══ SUPPLIED RECORDS

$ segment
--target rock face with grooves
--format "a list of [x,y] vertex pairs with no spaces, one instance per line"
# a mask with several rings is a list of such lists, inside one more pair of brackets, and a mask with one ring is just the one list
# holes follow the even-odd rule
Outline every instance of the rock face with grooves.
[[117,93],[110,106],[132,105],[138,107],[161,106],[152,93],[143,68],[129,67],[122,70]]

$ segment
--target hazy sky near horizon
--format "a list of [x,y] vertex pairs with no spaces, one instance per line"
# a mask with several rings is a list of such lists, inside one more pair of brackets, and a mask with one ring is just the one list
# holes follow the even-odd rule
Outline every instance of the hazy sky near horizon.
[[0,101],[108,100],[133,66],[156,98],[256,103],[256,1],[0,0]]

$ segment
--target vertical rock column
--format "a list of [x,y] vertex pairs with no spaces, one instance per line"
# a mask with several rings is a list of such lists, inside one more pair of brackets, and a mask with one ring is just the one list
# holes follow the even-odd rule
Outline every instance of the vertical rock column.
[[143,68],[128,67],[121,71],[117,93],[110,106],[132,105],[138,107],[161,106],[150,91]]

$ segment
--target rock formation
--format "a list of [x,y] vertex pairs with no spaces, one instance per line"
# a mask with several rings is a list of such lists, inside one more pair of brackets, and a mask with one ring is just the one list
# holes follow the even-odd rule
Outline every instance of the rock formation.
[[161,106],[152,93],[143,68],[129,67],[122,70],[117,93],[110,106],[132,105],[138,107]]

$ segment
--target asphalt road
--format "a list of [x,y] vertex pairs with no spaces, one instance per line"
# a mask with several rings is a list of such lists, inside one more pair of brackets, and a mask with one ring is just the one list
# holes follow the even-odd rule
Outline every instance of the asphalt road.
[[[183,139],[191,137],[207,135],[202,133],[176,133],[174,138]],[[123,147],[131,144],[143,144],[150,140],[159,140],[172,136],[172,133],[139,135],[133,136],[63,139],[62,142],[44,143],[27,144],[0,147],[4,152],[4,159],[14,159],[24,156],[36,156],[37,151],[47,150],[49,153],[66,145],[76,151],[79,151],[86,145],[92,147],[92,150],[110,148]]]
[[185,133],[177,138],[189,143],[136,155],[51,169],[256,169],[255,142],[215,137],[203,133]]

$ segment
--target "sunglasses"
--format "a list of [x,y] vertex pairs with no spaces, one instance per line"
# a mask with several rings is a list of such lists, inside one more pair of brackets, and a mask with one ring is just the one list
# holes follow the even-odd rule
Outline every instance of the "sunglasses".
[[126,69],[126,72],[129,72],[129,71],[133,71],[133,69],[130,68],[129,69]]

════

Convert every line of the entries above into a Markdown table with the columns Row and Line. Number the rows in order and skip the blank lines.

| Row | Line |
|---|---|
| 1 | $ segment |
| 2 | --target rock face with grooves |
| 3 | --format "a list of [x,y] vertex pairs with no spaces, one instance per line" |
| 4 | # a mask with several rings is a list of such lists, inside one more pair of brackets, and a mask with one ring is just the one list |
| 5 | # holes follow the even-odd rule |
| 6 | Outline every instance of the rock face with grooves. |
| 7 | [[117,93],[110,106],[132,105],[138,107],[161,106],[152,93],[143,68],[129,67],[122,70]] |
| 8 | $ segment |
| 9 | --target hazy sky near horizon |
| 10 | --format "a list of [x,y] vertex pairs with no spaces, one instance per line" |
| 11 | # a mask with several rings is a list of such lists, inside one more pair of brackets, and a mask with one ring is just the one list |
| 12 | # holes follow the even-odd rule |
| 13 | Outline every instance of the hazy sky near horizon. |
| 14 | [[0,101],[108,100],[133,66],[156,98],[256,103],[256,1],[0,0]] |
| 15 | $ segment |
| 16 | --target vertical rock column |
| 17 | --format "a list of [x,y] vertex pairs with no spaces, one instance per line" |
| 18 | # a mask with several rings is a list of such lists, inside one more pair of brackets, and a mask with one ring is just the one list |
| 19 | # holes follow the even-odd rule |
| 20 | Outline every instance of the vertical rock column. |
| 21 | [[143,68],[128,67],[121,71],[117,93],[110,106],[132,105],[138,107],[161,106],[150,91]] |
| 22 | $ segment |
| 23 | --target rock formation |
| 24 | --format "a list of [x,y] vertex pairs with no spaces, one instance per line" |
| 25 | # a mask with several rings is a list of such lists, inside one more pair of brackets, and a mask with one ring is just the one list |
| 26 | # holes follow the even-odd rule |
| 27 | Outline every instance of the rock formation. |
| 28 | [[161,106],[152,93],[143,68],[129,67],[122,70],[117,93],[110,106],[132,105],[138,107]] |
| 29 | $ segment |
| 30 | --target asphalt road |
| 31 | --format "a list of [x,y] vertex pairs with no spaces, one instance per line" |
| 32 | # a mask with several rings is a list of such lists, inside one more pair of brackets, and a mask with one ring is just the one list |
| 33 | # holes follow the even-odd rule |
| 34 | Outline every instance of the asphalt road. |
| 35 | [[[183,139],[191,137],[207,135],[202,133],[176,133],[174,138]],[[123,147],[131,144],[143,144],[150,140],[159,140],[172,136],[172,133],[139,135],[133,136],[63,139],[62,142],[44,143],[27,144],[0,147],[4,152],[4,159],[14,159],[24,156],[36,156],[37,151],[47,150],[49,153],[66,145],[76,151],[79,151],[86,145],[92,147],[92,150],[110,148]]] |
| 36 | [[185,133],[177,138],[189,143],[136,155],[51,169],[256,169],[255,142],[215,137],[203,133]] |
| 37 | $ segment |
| 38 | --target "sunglasses" |
| 39 | --format "a list of [x,y] vertex pairs with no spaces, one instance per line" |
| 40 | # a mask with several rings is a list of such lists, inside one more pair of brackets, and a mask with one ring is just the one list |
| 41 | # holes follow the even-odd rule |
| 42 | Outline every instance of the "sunglasses". |
| 43 | [[126,69],[126,72],[129,72],[129,71],[133,71],[133,69],[130,68],[129,69]] |